• [What to work on]
Please reproduce verbatim the part of the listing that opens with the line containing "white shirt, one per instance" and closes with the last line of the listing.

********

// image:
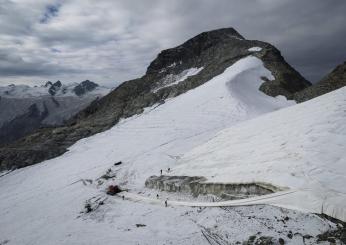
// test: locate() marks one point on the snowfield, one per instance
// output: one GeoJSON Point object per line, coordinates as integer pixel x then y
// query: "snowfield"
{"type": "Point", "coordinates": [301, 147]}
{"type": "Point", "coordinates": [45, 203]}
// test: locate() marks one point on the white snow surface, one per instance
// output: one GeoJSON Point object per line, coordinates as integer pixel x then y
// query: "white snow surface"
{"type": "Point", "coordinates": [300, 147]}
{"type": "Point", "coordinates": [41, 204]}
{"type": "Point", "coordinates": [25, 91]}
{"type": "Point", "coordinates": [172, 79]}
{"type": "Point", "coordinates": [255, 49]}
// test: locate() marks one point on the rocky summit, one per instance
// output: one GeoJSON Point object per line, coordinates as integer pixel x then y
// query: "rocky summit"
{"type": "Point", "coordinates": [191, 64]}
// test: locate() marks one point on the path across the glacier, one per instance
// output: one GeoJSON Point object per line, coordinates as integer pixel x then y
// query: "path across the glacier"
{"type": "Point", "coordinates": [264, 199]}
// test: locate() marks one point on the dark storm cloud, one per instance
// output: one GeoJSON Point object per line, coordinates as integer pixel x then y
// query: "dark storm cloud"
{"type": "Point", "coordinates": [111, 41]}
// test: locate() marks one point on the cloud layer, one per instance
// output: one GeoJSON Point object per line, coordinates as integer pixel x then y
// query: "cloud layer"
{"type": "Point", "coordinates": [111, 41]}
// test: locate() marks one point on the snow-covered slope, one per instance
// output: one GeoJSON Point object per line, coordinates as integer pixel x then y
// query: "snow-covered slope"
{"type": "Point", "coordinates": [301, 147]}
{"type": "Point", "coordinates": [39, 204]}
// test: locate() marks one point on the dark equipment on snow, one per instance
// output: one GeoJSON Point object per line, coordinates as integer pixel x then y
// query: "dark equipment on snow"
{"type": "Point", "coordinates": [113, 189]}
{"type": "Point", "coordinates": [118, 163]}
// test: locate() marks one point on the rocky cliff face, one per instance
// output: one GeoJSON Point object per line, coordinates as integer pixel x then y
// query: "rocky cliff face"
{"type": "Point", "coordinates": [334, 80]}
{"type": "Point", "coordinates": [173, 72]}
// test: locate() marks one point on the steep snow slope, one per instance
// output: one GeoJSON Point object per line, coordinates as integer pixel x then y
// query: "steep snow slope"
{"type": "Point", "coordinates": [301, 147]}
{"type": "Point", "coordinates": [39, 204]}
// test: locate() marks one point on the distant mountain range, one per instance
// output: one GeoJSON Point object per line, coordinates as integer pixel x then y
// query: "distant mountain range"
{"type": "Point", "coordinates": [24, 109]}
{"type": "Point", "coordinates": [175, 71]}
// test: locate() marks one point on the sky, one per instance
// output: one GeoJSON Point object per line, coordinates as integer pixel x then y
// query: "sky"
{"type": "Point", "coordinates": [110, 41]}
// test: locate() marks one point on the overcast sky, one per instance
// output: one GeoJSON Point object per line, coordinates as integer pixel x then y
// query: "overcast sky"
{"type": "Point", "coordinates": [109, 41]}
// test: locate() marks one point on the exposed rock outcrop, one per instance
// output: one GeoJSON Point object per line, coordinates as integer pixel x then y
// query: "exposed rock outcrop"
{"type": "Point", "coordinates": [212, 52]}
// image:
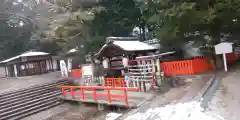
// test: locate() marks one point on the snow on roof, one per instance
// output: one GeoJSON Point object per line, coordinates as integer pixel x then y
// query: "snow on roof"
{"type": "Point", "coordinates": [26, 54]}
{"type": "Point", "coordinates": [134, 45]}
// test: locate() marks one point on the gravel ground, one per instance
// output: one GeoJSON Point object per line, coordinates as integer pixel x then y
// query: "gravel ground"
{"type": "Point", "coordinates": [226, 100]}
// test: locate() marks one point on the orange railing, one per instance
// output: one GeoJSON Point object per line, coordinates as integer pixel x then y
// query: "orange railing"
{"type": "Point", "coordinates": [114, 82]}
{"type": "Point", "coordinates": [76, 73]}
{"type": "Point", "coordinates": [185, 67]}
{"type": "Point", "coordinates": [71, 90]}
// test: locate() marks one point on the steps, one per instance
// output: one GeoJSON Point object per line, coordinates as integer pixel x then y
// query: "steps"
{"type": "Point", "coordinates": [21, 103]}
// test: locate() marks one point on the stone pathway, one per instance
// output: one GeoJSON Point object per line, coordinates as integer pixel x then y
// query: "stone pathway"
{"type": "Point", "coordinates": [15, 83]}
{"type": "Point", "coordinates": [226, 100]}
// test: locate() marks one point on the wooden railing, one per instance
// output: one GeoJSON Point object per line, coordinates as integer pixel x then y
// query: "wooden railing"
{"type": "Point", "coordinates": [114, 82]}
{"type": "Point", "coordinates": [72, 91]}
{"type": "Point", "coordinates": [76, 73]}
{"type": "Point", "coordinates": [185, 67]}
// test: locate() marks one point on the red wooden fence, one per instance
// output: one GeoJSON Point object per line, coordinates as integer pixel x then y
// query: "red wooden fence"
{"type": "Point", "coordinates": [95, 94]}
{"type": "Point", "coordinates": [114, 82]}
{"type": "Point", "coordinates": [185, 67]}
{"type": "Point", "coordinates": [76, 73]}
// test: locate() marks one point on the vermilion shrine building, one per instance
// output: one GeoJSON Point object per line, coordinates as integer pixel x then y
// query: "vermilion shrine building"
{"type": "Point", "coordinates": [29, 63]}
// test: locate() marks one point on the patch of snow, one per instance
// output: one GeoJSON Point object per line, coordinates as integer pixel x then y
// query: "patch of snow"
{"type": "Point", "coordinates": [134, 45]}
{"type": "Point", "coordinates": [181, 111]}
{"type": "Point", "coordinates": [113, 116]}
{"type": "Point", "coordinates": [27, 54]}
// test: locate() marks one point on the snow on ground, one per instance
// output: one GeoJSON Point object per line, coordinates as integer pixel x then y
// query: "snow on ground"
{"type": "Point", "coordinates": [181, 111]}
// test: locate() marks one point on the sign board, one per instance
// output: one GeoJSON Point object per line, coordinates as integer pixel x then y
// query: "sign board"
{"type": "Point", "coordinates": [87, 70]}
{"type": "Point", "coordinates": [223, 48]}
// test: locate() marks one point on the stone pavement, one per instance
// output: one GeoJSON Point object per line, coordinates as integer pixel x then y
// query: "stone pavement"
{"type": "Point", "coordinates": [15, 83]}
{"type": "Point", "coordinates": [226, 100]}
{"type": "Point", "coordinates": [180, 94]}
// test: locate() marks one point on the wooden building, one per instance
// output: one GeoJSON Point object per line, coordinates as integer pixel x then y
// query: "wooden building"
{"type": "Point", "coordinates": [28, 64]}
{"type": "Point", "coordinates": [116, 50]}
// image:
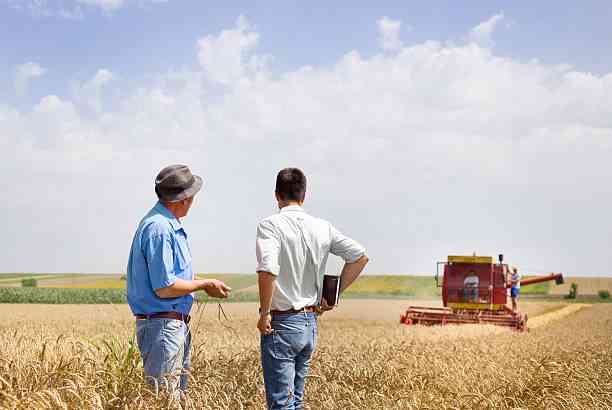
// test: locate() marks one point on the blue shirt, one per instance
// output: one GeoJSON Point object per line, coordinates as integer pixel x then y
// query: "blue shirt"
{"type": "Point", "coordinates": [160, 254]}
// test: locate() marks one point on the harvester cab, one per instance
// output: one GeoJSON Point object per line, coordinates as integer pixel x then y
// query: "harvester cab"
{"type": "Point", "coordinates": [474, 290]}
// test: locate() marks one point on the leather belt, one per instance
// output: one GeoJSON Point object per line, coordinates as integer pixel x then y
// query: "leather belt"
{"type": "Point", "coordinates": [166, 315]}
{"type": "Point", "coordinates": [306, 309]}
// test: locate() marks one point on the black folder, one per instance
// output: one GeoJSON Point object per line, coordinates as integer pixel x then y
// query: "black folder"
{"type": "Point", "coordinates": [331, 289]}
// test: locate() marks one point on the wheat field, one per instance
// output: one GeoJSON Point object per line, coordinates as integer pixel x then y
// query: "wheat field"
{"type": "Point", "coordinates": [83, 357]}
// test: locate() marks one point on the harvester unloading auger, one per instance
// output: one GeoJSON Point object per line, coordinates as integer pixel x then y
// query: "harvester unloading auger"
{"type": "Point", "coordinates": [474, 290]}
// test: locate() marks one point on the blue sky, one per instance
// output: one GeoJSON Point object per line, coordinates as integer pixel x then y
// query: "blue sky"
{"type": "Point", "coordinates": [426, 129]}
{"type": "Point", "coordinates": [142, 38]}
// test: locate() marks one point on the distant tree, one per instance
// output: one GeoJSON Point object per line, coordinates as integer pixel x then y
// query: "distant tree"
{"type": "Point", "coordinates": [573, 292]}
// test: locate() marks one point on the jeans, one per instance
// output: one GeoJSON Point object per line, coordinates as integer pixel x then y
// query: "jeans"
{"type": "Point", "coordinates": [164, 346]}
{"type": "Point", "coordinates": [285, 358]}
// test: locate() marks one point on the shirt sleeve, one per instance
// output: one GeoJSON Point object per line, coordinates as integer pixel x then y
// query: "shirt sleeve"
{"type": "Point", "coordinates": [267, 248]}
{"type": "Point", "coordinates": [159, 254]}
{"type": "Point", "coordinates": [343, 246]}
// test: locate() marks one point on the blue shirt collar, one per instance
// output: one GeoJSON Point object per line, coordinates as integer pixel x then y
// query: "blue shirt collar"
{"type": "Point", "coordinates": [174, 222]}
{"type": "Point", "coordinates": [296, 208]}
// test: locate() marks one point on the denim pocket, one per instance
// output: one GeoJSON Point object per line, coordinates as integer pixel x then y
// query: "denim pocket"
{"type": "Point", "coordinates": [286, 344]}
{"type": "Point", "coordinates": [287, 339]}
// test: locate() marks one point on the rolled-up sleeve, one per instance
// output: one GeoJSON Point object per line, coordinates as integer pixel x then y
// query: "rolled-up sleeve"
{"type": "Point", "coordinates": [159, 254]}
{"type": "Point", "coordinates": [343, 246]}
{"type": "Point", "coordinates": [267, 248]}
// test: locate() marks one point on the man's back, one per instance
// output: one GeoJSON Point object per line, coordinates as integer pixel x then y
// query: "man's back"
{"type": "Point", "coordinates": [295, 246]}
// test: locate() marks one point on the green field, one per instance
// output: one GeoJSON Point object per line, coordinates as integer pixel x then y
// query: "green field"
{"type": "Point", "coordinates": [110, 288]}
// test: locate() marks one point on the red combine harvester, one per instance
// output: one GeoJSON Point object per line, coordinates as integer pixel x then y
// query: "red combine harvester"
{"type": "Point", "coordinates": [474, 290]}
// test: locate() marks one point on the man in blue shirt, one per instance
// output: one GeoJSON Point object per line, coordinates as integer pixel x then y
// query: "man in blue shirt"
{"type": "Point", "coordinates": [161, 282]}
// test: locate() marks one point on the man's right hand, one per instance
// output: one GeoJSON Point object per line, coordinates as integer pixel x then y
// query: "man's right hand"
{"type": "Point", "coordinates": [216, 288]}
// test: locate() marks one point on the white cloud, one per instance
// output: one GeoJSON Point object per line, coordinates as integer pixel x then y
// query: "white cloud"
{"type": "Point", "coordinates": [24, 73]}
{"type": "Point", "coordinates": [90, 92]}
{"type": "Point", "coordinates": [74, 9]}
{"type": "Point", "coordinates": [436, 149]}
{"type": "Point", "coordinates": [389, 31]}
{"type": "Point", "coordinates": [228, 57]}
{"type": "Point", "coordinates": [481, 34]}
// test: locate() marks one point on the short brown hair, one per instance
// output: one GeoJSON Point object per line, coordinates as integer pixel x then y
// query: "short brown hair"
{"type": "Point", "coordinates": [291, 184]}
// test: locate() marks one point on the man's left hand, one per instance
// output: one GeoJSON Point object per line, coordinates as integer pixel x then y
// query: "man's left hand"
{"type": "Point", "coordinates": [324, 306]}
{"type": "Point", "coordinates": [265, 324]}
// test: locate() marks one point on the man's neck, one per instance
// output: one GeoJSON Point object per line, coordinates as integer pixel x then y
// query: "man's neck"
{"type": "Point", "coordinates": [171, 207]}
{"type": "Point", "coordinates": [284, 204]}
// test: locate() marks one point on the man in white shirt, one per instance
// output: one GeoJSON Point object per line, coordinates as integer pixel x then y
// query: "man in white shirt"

********

• [In response]
// test: locate() marks one point on the man in white shirt, one per instance
// output: one GeoJSON Point object per line, coordinates as integer pixel x then y
// query: "man in white shirt"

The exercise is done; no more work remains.